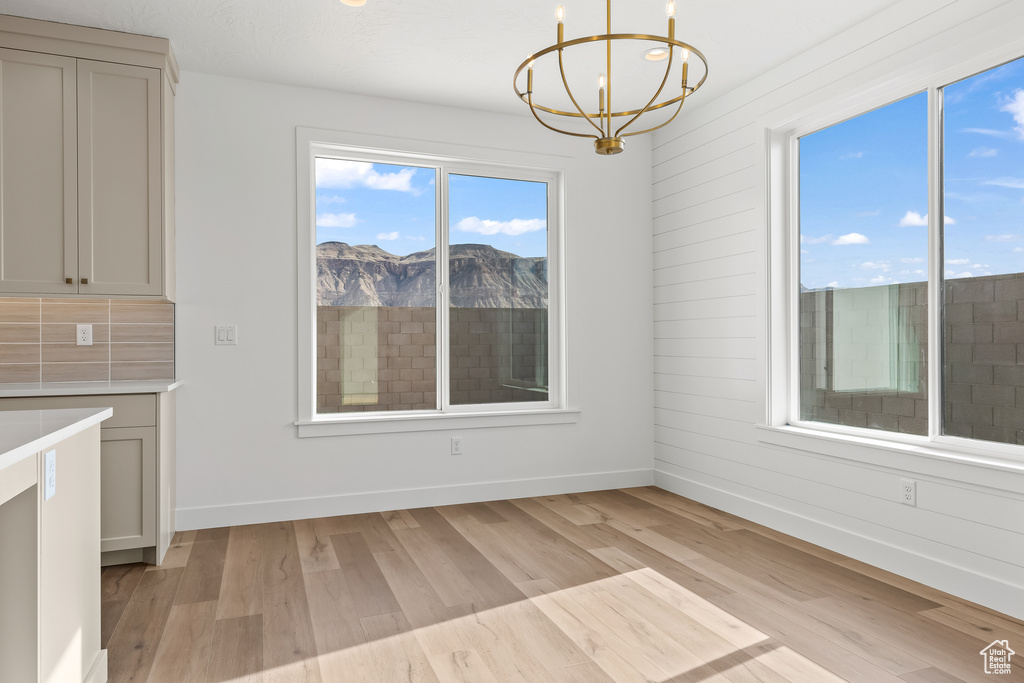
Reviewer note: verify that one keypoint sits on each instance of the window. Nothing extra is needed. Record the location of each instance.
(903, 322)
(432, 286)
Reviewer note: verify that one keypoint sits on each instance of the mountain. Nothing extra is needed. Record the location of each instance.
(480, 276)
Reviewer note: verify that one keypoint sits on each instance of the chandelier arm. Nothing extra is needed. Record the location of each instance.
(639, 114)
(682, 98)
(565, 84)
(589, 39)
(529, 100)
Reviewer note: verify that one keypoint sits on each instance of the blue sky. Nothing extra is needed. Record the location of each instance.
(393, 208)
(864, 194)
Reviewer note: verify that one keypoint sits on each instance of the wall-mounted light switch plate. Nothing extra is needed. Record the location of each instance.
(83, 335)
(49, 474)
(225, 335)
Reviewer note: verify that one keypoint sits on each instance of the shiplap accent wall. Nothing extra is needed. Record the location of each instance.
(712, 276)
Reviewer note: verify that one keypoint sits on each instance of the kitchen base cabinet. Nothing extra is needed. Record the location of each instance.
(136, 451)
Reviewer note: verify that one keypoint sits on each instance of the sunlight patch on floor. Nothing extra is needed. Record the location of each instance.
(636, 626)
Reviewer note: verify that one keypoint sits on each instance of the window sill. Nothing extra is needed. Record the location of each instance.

...

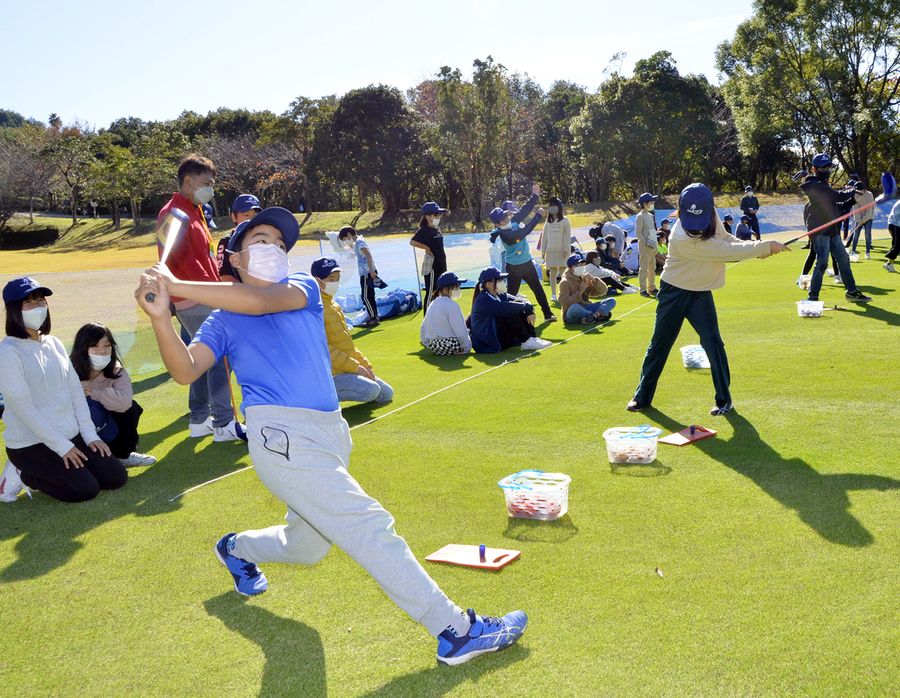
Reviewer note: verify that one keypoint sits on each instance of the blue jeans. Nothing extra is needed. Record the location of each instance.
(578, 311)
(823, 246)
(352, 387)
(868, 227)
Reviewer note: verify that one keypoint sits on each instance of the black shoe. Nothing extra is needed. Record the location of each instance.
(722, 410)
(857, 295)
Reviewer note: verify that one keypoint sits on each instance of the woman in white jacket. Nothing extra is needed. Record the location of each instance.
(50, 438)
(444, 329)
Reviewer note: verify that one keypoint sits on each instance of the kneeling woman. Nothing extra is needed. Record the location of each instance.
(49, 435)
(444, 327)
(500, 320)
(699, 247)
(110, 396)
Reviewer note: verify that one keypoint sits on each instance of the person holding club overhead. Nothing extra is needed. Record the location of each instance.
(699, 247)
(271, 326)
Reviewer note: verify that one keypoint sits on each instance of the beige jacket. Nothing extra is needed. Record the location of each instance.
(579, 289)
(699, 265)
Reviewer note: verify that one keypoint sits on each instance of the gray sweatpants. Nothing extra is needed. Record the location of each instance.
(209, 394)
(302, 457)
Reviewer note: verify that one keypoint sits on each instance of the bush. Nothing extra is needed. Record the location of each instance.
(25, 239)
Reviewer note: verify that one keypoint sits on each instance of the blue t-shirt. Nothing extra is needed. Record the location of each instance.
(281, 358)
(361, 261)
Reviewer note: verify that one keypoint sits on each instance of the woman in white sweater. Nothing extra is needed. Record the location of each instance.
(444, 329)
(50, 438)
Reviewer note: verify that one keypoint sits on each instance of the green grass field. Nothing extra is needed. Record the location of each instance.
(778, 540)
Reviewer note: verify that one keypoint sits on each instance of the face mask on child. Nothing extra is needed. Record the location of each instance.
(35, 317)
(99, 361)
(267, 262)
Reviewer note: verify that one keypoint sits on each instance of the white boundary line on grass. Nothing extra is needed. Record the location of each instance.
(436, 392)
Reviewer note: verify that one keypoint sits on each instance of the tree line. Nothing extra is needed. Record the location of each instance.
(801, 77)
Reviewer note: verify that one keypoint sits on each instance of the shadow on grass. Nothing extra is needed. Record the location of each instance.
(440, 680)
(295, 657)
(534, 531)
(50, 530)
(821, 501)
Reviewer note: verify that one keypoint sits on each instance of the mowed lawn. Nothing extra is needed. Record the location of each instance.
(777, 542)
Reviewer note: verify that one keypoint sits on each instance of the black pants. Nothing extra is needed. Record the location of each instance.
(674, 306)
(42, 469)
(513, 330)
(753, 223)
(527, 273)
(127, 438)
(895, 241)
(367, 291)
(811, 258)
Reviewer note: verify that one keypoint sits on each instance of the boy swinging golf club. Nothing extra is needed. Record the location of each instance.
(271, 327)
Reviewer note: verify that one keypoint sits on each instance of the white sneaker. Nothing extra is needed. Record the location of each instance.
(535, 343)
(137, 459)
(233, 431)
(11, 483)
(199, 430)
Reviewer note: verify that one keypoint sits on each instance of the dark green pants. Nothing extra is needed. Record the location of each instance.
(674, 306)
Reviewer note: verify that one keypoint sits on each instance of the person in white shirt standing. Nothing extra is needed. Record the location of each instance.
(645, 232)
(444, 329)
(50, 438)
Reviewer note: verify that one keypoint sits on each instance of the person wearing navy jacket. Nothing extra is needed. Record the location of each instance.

▶ YOUR ASSIGNMENT
Copy back the listing above exactly, but only from the line with "of the green" through the line with "the person wearing", both ends included.

▶ SOLUTION TO THIS TASK
Reviewer note: verify that one keypoint sits on each instance of the green grass field. Nothing extra is needed. Record the location of each instance.
(778, 540)
Reviewer note: verify that one keypoint sits on each instance of the face mask on child. Nothing extra is needed. Record the location of each instance.
(35, 317)
(99, 361)
(267, 262)
Reviewer note: verify that one keypoint sits on each instance of the white boundary line on grass. Nothing extra is needed. Record the location of each instance.
(436, 392)
Reviewer note: verify that one keypoint sits on each instance of the tree line. Nothing extra is needed. Record the location of each instance.
(801, 77)
Reviewer note: verify that one keypoint sits on each instance of the shadow on grass. Nothing extra is needed. Record the location of each instance.
(440, 680)
(295, 657)
(534, 531)
(50, 530)
(821, 501)
Reviewer note: verify that one keypoint sits on each instance of the mowed lawn. Nothing extra is needed. Record the location of each instance.
(777, 542)
Reviewer note: verify that one keypoint sits on each instance of the black pants. Nothing extra is needed. Record the location of each instance.
(674, 306)
(42, 469)
(513, 330)
(753, 223)
(527, 273)
(127, 438)
(895, 241)
(367, 291)
(811, 258)
Reviewer note: verify that one keypoint sits on each instance of the boy swinging golf club. Nothing extra is needed. Record the location of each instance.
(271, 327)
Reviewer note: verify that one keypoint sits on each instance of the white sneaker. Nothing extra is needed. Record the location of each instance.
(535, 343)
(137, 459)
(233, 431)
(11, 483)
(199, 430)
Reviewer note: verify that one keypoint sits on each instance of the dark green pants. Nothing extra is needed. Record the location of each instance.
(674, 306)
Reviewer note: verify that one keypoint sits on each instance of the person in white shirt standing. Nothing extra is needed. Record the location of each instance.
(645, 232)
(444, 329)
(50, 438)
Reviewer note: verify that one keypoint sits on each instance of the person wearing navy jacket. Nothing extra is needed. Record the location of each instance.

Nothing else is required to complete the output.